* **Written problem**: Begin at the line that has "Category: red car" and stop after the line that has "[[212, 214]]". Write out those lines again with the requests included, and shift every coordinate in the answers by adding 28.

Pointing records
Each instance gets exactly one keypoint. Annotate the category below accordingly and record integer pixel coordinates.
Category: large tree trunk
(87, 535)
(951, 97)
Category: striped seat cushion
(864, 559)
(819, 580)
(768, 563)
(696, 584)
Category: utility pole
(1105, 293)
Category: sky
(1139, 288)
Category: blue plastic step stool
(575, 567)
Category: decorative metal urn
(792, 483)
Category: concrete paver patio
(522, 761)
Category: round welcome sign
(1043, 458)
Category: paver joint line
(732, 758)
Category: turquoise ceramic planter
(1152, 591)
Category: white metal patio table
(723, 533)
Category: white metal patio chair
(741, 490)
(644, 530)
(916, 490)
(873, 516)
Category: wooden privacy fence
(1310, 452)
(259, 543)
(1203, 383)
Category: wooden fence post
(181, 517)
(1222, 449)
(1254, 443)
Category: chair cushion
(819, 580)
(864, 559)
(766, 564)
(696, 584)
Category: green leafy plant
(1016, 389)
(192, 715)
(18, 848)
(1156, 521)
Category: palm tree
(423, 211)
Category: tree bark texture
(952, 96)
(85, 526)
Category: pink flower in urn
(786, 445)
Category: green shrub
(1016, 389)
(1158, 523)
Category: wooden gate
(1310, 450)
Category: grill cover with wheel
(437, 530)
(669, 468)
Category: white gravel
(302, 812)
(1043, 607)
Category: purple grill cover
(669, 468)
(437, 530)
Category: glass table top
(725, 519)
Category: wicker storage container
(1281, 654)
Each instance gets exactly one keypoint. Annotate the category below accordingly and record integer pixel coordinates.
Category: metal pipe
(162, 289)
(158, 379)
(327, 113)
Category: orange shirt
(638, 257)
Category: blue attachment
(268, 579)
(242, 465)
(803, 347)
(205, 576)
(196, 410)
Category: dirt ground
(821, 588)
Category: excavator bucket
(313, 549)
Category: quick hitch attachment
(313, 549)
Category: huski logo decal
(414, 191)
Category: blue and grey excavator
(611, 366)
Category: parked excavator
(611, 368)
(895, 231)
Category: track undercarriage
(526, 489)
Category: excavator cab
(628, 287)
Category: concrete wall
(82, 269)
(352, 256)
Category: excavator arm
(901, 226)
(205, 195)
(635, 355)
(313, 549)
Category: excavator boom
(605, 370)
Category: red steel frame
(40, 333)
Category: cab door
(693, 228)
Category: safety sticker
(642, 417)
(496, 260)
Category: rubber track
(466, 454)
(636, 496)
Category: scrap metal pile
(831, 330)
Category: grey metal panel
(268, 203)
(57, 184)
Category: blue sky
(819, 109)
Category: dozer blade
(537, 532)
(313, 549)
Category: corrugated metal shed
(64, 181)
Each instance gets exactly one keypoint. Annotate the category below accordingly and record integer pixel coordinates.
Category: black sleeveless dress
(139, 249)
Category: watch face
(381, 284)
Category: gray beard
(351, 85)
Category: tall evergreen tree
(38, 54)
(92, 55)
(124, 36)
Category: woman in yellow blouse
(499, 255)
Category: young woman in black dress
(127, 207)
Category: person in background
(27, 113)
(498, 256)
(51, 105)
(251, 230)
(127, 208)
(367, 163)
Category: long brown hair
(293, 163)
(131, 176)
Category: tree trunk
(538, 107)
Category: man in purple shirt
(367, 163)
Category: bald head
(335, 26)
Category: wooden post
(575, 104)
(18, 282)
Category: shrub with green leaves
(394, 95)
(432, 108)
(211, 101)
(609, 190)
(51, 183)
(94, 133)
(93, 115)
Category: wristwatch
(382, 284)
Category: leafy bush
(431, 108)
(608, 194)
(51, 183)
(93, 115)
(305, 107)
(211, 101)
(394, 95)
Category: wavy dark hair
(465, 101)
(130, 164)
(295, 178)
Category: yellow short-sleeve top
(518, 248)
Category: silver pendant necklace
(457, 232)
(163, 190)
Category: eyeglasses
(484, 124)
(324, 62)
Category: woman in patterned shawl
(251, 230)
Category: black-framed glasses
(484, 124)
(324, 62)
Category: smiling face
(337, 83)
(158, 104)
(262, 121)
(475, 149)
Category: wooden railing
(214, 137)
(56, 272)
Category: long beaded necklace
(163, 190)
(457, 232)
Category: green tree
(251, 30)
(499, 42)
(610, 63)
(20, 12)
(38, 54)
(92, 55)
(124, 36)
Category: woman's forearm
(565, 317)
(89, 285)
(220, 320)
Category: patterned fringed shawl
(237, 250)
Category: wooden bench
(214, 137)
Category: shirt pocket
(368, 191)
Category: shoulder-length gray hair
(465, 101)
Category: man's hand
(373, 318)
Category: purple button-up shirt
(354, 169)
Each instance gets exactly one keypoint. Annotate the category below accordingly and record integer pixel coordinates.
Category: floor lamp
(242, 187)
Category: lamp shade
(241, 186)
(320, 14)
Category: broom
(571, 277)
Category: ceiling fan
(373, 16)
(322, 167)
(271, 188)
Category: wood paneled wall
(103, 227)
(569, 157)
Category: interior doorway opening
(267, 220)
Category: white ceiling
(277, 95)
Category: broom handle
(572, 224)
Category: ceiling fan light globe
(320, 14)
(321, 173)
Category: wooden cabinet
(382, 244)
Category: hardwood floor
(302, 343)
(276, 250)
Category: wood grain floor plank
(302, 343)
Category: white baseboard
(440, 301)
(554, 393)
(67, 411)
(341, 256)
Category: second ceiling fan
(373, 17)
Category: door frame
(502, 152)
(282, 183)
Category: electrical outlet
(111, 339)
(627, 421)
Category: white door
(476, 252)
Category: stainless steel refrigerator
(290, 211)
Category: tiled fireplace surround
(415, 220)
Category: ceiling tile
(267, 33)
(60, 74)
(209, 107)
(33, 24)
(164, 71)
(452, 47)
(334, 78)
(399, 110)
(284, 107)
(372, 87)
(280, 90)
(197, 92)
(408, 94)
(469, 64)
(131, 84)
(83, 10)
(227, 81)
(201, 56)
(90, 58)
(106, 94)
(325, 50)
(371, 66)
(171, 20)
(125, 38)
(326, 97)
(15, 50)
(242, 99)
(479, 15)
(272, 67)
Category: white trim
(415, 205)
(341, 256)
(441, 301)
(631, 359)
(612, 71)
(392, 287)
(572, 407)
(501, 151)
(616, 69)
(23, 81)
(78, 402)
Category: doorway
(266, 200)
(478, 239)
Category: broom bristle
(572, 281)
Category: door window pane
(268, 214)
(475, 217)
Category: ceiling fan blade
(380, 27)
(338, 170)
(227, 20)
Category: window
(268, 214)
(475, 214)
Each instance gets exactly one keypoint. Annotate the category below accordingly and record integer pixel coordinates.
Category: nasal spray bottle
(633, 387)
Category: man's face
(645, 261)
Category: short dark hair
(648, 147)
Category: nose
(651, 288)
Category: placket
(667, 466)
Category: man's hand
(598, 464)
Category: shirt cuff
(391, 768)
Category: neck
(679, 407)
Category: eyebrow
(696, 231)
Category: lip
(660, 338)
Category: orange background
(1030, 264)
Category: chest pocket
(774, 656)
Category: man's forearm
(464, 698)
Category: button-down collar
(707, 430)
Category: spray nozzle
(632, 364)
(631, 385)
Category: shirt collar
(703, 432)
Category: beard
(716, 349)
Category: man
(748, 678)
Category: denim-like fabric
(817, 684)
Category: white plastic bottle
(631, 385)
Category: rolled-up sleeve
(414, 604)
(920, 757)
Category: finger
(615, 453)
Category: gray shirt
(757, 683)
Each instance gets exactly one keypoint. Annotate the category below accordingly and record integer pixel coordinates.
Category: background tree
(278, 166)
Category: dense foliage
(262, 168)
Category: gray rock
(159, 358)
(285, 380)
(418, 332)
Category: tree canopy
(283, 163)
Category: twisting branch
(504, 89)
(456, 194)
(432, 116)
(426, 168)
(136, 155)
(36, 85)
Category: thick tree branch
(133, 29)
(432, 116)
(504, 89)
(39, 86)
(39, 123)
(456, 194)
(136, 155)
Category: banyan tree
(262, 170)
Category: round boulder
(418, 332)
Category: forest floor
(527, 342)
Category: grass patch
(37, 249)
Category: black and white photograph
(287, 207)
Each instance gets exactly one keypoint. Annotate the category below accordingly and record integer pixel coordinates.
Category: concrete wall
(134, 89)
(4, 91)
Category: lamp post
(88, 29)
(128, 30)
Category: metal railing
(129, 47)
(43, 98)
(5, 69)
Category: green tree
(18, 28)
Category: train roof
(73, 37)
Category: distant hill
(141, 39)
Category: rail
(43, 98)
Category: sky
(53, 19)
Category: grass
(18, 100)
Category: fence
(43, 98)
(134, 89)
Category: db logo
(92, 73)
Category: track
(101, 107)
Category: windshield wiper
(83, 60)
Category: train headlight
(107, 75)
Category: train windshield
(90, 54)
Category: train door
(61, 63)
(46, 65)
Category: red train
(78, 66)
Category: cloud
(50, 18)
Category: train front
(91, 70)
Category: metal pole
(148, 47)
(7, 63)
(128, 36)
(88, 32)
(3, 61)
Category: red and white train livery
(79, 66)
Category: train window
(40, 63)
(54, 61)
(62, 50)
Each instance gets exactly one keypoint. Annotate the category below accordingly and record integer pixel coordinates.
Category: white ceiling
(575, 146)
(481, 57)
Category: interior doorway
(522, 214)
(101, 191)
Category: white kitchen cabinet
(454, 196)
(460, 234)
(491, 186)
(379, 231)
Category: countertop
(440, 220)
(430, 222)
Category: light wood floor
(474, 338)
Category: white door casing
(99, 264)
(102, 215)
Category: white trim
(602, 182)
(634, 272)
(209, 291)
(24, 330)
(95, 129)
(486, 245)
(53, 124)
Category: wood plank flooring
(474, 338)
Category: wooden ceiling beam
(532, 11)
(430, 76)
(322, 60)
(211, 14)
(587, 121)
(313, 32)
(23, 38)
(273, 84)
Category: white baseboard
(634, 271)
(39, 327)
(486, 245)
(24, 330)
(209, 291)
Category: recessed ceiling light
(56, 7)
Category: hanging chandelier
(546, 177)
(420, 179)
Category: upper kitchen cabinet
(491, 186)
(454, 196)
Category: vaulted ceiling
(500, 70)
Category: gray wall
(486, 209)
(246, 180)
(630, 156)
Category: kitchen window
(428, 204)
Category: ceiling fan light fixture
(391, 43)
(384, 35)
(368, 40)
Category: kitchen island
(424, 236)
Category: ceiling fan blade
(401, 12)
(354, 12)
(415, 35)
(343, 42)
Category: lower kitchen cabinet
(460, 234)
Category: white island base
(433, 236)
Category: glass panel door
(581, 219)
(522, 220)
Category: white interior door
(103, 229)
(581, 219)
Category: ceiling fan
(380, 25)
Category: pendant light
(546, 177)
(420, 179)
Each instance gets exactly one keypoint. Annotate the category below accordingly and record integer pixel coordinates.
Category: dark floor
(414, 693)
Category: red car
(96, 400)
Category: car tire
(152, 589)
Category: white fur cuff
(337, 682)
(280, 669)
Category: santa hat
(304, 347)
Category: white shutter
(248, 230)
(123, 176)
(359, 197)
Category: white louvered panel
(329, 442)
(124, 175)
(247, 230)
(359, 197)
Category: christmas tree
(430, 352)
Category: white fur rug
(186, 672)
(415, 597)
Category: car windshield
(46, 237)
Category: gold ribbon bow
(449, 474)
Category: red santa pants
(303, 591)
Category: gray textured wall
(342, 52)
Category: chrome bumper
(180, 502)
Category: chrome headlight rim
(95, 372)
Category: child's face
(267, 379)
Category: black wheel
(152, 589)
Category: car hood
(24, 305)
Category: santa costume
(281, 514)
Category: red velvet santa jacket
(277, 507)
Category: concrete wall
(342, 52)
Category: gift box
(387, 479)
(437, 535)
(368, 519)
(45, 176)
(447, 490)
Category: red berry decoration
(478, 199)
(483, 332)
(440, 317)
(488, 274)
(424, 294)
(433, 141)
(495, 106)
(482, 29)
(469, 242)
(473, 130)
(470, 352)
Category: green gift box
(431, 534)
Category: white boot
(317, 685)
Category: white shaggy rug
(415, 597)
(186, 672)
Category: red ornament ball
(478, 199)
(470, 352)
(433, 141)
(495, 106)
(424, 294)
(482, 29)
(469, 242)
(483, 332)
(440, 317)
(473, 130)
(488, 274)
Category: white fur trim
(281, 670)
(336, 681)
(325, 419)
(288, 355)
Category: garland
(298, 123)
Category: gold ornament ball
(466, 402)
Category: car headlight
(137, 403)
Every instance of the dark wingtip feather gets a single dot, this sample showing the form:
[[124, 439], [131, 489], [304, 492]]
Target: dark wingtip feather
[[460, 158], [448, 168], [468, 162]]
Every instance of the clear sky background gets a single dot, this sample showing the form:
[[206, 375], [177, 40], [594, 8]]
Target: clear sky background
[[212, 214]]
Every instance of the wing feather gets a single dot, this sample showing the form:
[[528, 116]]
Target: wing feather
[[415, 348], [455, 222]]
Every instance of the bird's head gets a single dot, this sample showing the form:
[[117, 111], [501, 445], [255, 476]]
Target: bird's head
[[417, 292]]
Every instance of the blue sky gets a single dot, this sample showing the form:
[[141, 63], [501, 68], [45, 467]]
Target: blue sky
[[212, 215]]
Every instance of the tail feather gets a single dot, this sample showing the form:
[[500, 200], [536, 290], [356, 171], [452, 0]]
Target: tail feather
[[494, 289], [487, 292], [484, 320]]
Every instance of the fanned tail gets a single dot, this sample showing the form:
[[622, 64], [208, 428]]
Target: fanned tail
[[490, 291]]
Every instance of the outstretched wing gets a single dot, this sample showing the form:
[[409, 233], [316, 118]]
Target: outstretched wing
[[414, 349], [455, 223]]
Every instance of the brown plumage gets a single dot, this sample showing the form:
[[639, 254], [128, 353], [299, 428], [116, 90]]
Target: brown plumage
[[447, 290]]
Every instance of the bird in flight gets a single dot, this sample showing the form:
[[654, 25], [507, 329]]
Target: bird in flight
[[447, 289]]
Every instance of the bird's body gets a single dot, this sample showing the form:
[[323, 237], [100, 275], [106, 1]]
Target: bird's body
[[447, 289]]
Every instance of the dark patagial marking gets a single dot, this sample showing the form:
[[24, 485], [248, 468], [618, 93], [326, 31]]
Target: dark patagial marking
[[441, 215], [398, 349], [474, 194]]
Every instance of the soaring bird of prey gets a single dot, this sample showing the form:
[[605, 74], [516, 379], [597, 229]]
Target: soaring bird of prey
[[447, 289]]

* **Task result**:
Category: red car
(124, 428)
Category: car tire
(180, 617)
Category: white fur cuff
(365, 710)
(308, 697)
Category: santa hat
(332, 375)
Category: white shutter
(276, 258)
(151, 204)
(387, 225)
Category: white louvered panel
(357, 470)
(152, 203)
(275, 258)
(387, 225)
Category: christmas tree
(458, 380)
Category: white fur rug
(214, 700)
(443, 625)
Category: car windshield
(74, 265)
Category: gold ribbon bow
(477, 502)
Category: red santa pants
(331, 619)
Category: gray textured wall
(370, 80)
Category: chrome bumper
(208, 530)
Category: chrome headlight rim
(123, 400)
Category: child's face
(295, 407)
Category: black wheel
(180, 617)
Category: car hood
(52, 333)
Category: santa costume
(309, 542)
Category: red velvet santa jacket
(305, 535)
Category: concrete wall
(370, 80)
Category: gift box
(415, 507)
(465, 563)
(396, 547)
(73, 204)
(475, 518)
Category: red berry decoration
(506, 227)
(511, 360)
(468, 345)
(516, 302)
(452, 322)
(461, 169)
(523, 134)
(510, 57)
(497, 270)
(501, 158)
(498, 380)
Category: green gift box
(459, 562)
Category: white boot
(345, 713)
Category: white shaggy rug
(443, 625)
(214, 700)
Category: red ornament ball
(506, 227)
(498, 380)
(461, 169)
(523, 134)
(452, 322)
(510, 57)
(497, 270)
(511, 360)
(468, 345)
(501, 158)
(516, 302)
Category: white fur trim
(309, 698)
(364, 709)
(353, 447)
(316, 383)
Category: garland
(326, 151)
Category: gold ornament ball
(494, 430)
Category: car headlight
(165, 431)
Every instance of the dark wingtip feather gets a single dot, this sample showing the form:
[[124, 439], [131, 489], [304, 492]]
Target: dark wingtip feather
[[488, 186], [476, 196], [496, 190]]
Every instance of the clear sky background gets a single dot, this sample showing the form:
[[206, 375], [177, 40], [594, 8]]
Target: clear sky background
[[240, 242]]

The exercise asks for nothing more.